_Exercise passage_
◇ ◇ ◇

Keller registers third veto in a month

Apr. 2—Albuquerque Mayor Tim Keller has never used his authority to force city workers to get COVID-19 vaccines.

Apparently, though, he's not keen on legislation that would foreclose that possibility.

Keller — once again pushing back against the City Council — has vetoed a bill the council passed last month barring the city from imposing an employee vaccine mandate. He argues that leaders have more pressing concerns than "manufactured ideological disputes."

In his veto message, Keller noted that he has never imposed a COVID-19 vaccine requirement. He wrote that the city instead made vaccines readily available, took other safety precautions, and had therefore "successfully navigated a middle road" between those who strongly supported and strongly opposed such rules.

"In this context," he wrote, "a ban on vaccine mandates is an answer in search of a question."

Keller's veto triggers another vote at the council's Monday meeting, and numbers could be in his favor. The bill initially passed 5-4, with Brook Bassan, Renee Grout, Trudy Jones and Louie Sanchez joining sponsor Dan Lewis in support. Overriding a mayoral veto requires six votes.

◇ ◇ ◇

_Data section_
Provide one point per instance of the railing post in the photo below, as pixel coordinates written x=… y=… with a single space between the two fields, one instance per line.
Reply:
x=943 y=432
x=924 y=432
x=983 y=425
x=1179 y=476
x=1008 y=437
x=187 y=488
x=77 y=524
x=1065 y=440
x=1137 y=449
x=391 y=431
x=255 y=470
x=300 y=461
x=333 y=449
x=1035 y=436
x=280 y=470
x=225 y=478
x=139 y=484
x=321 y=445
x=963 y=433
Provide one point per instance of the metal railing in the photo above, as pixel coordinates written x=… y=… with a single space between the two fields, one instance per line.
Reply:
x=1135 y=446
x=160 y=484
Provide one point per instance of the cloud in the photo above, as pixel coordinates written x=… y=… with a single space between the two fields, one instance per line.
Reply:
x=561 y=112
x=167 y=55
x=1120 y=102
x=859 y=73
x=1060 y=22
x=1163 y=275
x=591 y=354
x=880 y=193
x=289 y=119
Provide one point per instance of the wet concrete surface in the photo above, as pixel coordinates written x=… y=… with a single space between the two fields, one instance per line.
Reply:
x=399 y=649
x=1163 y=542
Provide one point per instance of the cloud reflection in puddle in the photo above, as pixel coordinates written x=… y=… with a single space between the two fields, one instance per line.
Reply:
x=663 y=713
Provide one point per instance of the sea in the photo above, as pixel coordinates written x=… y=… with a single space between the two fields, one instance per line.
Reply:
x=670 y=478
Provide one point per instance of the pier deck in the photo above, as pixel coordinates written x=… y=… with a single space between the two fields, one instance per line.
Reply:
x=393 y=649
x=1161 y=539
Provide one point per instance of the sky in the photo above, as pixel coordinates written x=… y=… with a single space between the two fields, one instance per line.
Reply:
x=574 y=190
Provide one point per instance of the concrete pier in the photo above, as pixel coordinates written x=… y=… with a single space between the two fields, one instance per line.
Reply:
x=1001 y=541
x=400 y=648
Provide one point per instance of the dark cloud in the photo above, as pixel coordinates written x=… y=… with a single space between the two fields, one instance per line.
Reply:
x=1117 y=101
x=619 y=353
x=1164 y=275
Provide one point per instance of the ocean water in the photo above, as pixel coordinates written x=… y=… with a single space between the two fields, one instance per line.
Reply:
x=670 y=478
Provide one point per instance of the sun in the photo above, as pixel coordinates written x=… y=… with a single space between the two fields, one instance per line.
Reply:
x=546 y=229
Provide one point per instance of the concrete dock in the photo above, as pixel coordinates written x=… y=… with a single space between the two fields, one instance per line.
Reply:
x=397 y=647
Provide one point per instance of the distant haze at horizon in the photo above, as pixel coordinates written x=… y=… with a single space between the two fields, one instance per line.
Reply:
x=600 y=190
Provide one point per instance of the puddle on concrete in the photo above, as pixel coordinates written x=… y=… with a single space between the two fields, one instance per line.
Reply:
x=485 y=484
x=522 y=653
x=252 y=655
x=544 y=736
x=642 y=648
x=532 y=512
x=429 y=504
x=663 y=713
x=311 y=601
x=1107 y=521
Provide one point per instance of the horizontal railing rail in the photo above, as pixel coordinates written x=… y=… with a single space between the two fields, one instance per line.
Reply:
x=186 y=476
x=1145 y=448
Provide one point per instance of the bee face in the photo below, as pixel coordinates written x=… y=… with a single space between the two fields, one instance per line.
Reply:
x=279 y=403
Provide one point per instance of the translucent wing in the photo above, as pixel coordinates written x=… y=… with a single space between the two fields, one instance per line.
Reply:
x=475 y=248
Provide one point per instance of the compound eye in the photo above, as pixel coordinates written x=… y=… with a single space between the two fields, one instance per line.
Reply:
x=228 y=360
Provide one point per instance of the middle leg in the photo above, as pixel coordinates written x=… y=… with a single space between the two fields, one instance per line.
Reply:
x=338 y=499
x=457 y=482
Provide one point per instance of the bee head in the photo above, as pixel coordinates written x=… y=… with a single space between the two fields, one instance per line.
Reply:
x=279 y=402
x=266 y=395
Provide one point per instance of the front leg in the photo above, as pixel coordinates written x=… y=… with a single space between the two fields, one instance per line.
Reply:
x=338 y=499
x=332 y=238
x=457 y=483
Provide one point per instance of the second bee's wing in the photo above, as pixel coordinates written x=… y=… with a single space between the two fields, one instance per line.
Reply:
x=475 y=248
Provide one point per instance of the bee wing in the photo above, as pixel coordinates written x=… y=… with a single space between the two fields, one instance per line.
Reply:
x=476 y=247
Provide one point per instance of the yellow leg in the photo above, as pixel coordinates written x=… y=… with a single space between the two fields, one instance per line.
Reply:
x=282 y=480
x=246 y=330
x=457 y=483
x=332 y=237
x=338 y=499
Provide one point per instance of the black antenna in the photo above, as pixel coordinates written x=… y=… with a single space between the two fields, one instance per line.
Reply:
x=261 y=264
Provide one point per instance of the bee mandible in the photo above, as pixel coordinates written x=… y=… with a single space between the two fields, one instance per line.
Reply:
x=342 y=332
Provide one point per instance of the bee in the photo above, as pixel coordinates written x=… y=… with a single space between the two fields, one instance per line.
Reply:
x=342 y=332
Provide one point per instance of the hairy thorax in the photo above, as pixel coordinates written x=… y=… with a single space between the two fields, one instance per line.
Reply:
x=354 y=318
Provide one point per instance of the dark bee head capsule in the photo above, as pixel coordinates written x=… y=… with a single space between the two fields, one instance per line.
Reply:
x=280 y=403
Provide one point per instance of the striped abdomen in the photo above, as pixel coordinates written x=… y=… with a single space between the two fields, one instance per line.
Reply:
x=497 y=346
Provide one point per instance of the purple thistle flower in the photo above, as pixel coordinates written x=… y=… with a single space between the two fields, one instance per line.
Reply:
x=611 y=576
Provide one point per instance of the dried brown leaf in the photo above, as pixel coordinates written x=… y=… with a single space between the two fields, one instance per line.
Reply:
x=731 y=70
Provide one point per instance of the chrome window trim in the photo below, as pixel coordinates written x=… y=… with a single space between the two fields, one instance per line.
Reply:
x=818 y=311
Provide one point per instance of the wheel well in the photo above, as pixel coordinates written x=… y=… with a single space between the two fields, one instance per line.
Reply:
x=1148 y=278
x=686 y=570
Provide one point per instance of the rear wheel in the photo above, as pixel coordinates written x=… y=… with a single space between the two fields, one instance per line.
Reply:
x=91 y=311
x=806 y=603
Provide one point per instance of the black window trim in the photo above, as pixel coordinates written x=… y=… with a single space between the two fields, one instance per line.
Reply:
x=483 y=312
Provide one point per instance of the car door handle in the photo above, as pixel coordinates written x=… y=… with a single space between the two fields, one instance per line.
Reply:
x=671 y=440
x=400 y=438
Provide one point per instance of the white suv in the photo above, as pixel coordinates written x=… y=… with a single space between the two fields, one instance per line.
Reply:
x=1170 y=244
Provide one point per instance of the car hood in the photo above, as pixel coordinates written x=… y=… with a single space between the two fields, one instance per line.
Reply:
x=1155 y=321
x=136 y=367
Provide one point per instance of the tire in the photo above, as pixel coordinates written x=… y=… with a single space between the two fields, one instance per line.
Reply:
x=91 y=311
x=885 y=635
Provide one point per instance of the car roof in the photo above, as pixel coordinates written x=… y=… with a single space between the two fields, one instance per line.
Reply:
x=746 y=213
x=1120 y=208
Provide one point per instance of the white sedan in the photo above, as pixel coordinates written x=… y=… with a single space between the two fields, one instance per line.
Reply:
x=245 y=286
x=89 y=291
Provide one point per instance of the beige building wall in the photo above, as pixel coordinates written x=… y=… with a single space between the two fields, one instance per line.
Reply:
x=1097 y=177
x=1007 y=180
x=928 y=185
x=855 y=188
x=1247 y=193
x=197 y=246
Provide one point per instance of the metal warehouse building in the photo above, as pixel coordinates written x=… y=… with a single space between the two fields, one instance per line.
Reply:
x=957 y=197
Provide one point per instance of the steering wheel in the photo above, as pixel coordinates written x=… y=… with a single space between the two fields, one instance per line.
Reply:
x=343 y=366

◇ ◇ ◇

_Problem details_
Reproduce the passage of the article on Mayor Keller's veto between "Apr. 2—Albuquerque Mayor" and "opposed such rules.", inclusive.

_Exercise answer_
Apr. 2—Albuquerque Mayor Tim Keller has never used his authority to force city workers to get COVID-19 vaccines.

Apparently, though, he's not keen on legislation that would foreclose that possibility.

Keller — once again pushing back against the City Council — has vetoed a bill the council passed last month barring the city from imposing an employee vaccine mandate. He argues that leaders have more pressing concerns than "manufactured ideological disputes."

In his veto message, Keller noted that he has never imposed a COVID-19 vaccine requirement. He wrote that the city instead made vaccines readily available, took other safety precautions, and had therefore "successfully navigated a middle road" between those who strongly supported and strongly opposed such rules.